SOURCE
%%
The Germans may still find it difficult to believe that the Lied is no longer their province alone, but there have been too may distinguished singers in the last few years from Holland, Sweden and Eastern Europe who have become celebrated practitioners of the art (some of these now heard on German record labels as regularly as the home-grown article) for this insularity to persist. There are discerning audiences for German song recitals everywhere, and distinction of voice and intelligence seems to melt national boundaries in this field; languages are taught to a wider range of people, and travel seems generally available in a way unheard of even a few decades ago. European unity in matters musical seems ever more to be a practical possibility. The increasingly important role played by American singers of the younger generation is also an important sign that the venerable art of German Lieder is now an international art form. The British scene continues to provide artists in the distinguished line of Peter Pears, Janet Baker and their successors who have mastered the medium (including Margaret Price who has made her home in Germany for some years) and the worldwide fame of Gerald Moore has meant that British accompanists have long staked their claim to be taken as seriously as their European counterparts.
When dealing with Latin peoples and Romantic languages, the Englishman is denied the Nordic link of race and temperament which he shares with the German, but the fascination of opposites felt for the neighbouring French represents something perhaps even more potent. France after all is the only country near enough for a British swimmer to reach. French song is a realm where the Anglo-Saxon or Celtic artist or listener is not overshadowed by his German counterpart who is usually uninterested in serious French song—although even this ancient prejudice is changing fast. In musical terms the Englishman’s versatility is shown by his ability to embrace the Lied and the mélodie with equal fervour. Thus it is that most British singers at our conservatoires are brought up to revere German and French song in equal measure. It is a reflection of this acknowledged versatility of both British artists and audiences, and because of the great interest in French song in the English-speaking American and Antipodean worlds, that we launch The Hyperion French Song Edition. We begin with a centenary celebration of the mélodies of Charles Gounod; in true international spirit, this survey also includes a selection of the little-known English songs, and the cycle Biondina written in London to Italian texts.
Hyperion has long been in the forefront of promoting the mélodie (Duparc, Fauré, Hahn, Koechlin, Poulenc and the anthology La Procession are already in the catalogue) and the French Song Edition will continue this tradition. It is obvious that the comprehensive Gesamtausgabe tradition of the Hyperion Schubert Edition is neither practical nor desirable here. Instead we aim to offer carefully chosen representative selections of songs by French composers both celebrated and neglected. On occasion, a significant composer will merit a double album (as in the case of this centenary Gounod set), but a single album devoted to a composer will be the more usual format. On occasion, composers from the same epoch will share a disc; the mélodie is a form which responds well to the art of the anthologist, and there are great songs by minor composers which deserve inclusion in a survey such as this. When appropriate, and in Songmakers’ Almanac fashion, more than one singer will take part in the tribute to the major masters of the medium.
%%
RECORDS SHOWN
%%
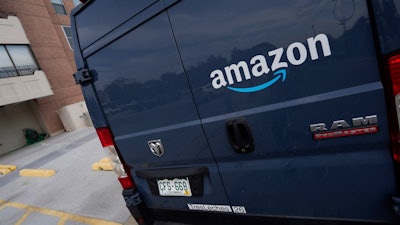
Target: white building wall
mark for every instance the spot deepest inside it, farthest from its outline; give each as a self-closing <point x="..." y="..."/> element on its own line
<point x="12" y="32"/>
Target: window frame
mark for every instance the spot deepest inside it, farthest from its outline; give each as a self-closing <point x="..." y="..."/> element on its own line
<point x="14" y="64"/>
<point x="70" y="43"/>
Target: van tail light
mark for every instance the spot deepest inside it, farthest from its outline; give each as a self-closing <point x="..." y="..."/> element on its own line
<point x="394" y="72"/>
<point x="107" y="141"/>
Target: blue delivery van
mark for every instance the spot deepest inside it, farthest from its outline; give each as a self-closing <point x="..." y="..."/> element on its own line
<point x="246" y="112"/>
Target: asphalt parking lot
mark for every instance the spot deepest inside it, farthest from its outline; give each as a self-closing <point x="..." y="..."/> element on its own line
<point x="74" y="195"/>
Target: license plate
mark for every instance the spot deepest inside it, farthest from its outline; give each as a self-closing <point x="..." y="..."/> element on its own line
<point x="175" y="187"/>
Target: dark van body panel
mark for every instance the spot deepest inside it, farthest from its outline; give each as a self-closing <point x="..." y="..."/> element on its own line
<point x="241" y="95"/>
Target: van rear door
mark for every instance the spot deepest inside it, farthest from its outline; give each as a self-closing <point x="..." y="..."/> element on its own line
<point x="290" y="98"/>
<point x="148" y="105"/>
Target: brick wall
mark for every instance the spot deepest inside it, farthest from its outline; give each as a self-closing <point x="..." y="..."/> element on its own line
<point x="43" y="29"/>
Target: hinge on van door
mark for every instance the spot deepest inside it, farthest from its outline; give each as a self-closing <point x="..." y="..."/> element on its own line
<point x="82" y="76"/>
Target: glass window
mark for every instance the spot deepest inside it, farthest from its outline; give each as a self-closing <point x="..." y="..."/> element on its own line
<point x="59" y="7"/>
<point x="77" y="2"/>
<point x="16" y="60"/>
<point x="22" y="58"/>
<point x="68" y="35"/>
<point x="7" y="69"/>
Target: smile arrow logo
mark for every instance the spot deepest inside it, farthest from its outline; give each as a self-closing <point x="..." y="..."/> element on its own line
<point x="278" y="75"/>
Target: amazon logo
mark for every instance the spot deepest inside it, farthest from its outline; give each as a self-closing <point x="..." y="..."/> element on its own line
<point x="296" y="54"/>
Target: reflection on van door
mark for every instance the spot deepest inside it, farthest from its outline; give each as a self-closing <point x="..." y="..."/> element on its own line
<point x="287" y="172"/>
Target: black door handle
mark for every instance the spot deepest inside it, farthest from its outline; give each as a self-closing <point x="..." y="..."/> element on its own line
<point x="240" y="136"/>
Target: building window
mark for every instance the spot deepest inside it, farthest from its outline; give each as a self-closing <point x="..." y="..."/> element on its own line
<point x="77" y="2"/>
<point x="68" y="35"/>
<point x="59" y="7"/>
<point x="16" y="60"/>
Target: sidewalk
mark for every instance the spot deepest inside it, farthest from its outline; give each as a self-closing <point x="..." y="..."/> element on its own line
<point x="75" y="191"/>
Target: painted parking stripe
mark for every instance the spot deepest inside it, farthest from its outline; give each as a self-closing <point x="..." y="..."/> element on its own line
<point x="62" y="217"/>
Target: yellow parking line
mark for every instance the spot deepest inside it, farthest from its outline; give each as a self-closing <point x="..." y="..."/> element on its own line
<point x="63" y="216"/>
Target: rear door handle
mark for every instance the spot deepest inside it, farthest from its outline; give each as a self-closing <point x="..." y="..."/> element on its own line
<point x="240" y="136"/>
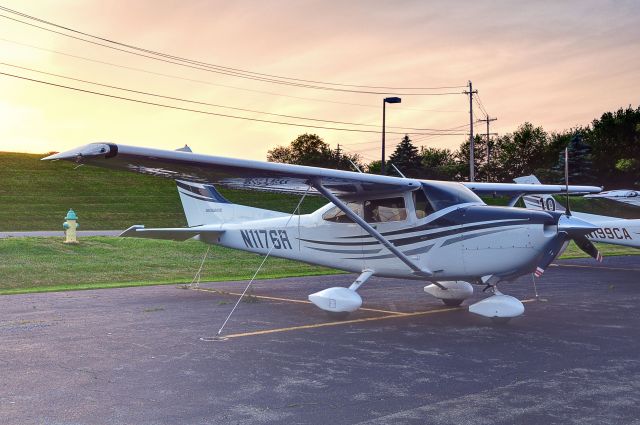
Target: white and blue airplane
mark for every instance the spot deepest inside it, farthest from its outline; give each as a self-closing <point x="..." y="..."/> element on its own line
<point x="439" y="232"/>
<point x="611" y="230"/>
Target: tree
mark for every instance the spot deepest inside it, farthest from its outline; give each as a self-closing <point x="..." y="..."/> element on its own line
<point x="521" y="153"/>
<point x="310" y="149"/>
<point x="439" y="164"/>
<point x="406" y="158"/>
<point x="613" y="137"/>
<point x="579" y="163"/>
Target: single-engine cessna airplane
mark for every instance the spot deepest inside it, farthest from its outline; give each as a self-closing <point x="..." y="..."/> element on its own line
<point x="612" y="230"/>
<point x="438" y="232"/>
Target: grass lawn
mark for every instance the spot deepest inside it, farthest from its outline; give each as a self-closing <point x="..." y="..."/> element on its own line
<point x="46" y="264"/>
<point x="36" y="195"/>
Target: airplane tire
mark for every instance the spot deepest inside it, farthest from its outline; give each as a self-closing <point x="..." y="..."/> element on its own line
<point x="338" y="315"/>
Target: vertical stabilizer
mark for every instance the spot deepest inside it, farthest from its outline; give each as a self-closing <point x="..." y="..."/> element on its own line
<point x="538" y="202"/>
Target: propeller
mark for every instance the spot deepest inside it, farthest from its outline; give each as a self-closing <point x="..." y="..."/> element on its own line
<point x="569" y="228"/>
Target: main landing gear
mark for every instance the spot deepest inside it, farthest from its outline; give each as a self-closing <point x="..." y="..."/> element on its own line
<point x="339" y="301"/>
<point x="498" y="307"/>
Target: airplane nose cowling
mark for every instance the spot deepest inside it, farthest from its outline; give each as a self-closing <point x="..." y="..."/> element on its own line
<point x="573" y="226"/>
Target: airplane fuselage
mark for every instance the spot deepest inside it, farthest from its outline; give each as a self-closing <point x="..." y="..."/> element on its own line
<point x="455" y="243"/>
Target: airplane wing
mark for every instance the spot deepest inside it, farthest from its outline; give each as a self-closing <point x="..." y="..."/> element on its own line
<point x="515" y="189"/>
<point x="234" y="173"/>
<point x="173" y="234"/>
%%
PROMPT
Carry the essay on French song forward from its last sentence. The listing is separate material and has nothing to do with the essay on French song.

RESPONSE TO THIS EXERCISE
There have already been distinguished recordings on other labels of the complete songs of a handful of the greatest French composers. We do not aim to duplicate this achievement, and neither will we issue and number our releases in a way which attempts to take the listener through a chronological sequence of composers. Although each disc will have translations, annotations and commentaries, the garden of delights which is the mélodie is not the place for a structured history lesson. In any case, the right singer, the right song composer and the successful marriage between them in the recording studio could never be engineered in such a regimented way. There is no deadline for the completion of this recording project, but it is Hyperion’s undertaking that after some years the collector of the series will have a substantial overview of the vast terrain of French song where masterpieces and favourite songs are heard side-by-side with little known treasures. In that respect at least our aims are not dissimilar from those of The Hyperion Schubert Edition. The commentaries will be cross-referenced between volumes where certain important lyrics by such poets as Gautier and Verlaine have been set by more than one composer. And the singers? Hyperion is a British-based company with a commitment to British artists (some of whom are already much admired in French song by the French themselves) but in a similar fashion to the Schubert project we aim to welcome artists to this series from anywhere in the world—including France, of course. The French mélodie began to develop as a result of early performances of Schubert in the Paris of the 1830s and 1840s—it might be said that it owes its more sophisticated existence to the example of the Austrian master. It is perhaps appropriate, therefore, that we should embark on this project at the same time as our Schubert Edition passes its halfway mark.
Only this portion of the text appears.